# GOAL OF THE EXERCISE
Rewrite the stretch of data from the line that contains "task: draw the outline of every instance of the tree" through the end of the data, adding 125 to every vertex coordinate in the polygon outlines and keeping all other lines unchanged.

# INFORMATION PROVIDED
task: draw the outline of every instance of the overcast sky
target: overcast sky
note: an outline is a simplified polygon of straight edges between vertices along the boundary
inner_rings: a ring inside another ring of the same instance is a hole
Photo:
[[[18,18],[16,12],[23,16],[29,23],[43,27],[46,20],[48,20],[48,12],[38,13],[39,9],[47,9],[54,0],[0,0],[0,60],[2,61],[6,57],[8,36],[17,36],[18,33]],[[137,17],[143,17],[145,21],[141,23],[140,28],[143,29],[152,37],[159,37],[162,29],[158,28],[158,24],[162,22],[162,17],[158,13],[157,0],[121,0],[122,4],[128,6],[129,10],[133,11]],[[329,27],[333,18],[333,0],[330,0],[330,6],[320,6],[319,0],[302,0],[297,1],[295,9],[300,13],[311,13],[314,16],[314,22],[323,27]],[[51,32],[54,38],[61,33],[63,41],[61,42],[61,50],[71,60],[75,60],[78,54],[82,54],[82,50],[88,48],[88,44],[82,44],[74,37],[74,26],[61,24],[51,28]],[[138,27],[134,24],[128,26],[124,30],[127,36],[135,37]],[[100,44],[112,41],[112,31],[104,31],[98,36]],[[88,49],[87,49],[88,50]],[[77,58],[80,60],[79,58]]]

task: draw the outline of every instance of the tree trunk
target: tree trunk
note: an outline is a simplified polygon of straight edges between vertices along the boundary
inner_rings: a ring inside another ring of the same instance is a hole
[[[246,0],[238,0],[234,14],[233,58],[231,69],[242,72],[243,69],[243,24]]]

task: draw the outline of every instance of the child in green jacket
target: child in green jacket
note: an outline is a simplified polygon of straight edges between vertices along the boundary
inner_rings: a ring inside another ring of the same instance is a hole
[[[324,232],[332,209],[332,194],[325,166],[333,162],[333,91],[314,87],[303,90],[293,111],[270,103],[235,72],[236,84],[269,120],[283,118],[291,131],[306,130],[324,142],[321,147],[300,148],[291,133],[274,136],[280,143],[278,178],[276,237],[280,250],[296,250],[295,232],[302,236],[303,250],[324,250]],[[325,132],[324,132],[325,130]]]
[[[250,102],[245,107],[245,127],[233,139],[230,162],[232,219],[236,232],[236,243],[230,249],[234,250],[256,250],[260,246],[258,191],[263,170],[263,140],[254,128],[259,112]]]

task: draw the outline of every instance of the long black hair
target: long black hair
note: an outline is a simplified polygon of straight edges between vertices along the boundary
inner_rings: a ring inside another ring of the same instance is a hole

# TASK OUTPUT
task: draw the outline of every instance of the tree trunk
target: tree trunk
note: an outline is a simplified polygon of straight edges between vertices along the boundary
inner_rings: a ring inside another ring of the same instance is a hole
[[[371,125],[363,125],[359,139],[358,183],[356,194],[367,197],[368,194],[368,149]]]

task: draw the outline of every instance of the child in green jacket
target: child in green jacket
note: an outline is a simplified polygon of straight edges between vertices along the boundary
inner_rings: a ring inside another ring of the same instance is a hole
[[[449,357],[457,334],[457,319],[450,291],[458,287],[458,216],[439,212],[428,215],[418,236],[395,228],[360,197],[361,209],[394,245],[408,243],[416,256],[431,255],[449,267],[446,272],[425,273],[416,258],[399,261],[405,268],[403,303],[401,362],[405,375],[421,375],[420,357],[427,361],[428,375],[449,375]],[[450,257],[449,257],[450,255]]]
[[[375,227],[370,232],[370,252],[358,264],[355,287],[357,344],[361,357],[361,368],[355,374],[359,375],[381,375],[385,371],[383,316],[388,295],[388,265],[379,253],[384,237]]]

task: draw the outline of every instance of the long black hair
target: long black hair
note: an outline is a simplified polygon of straight edges between vertices along the boundary
inner_rings: a ring inside another ring of the same instance is a hole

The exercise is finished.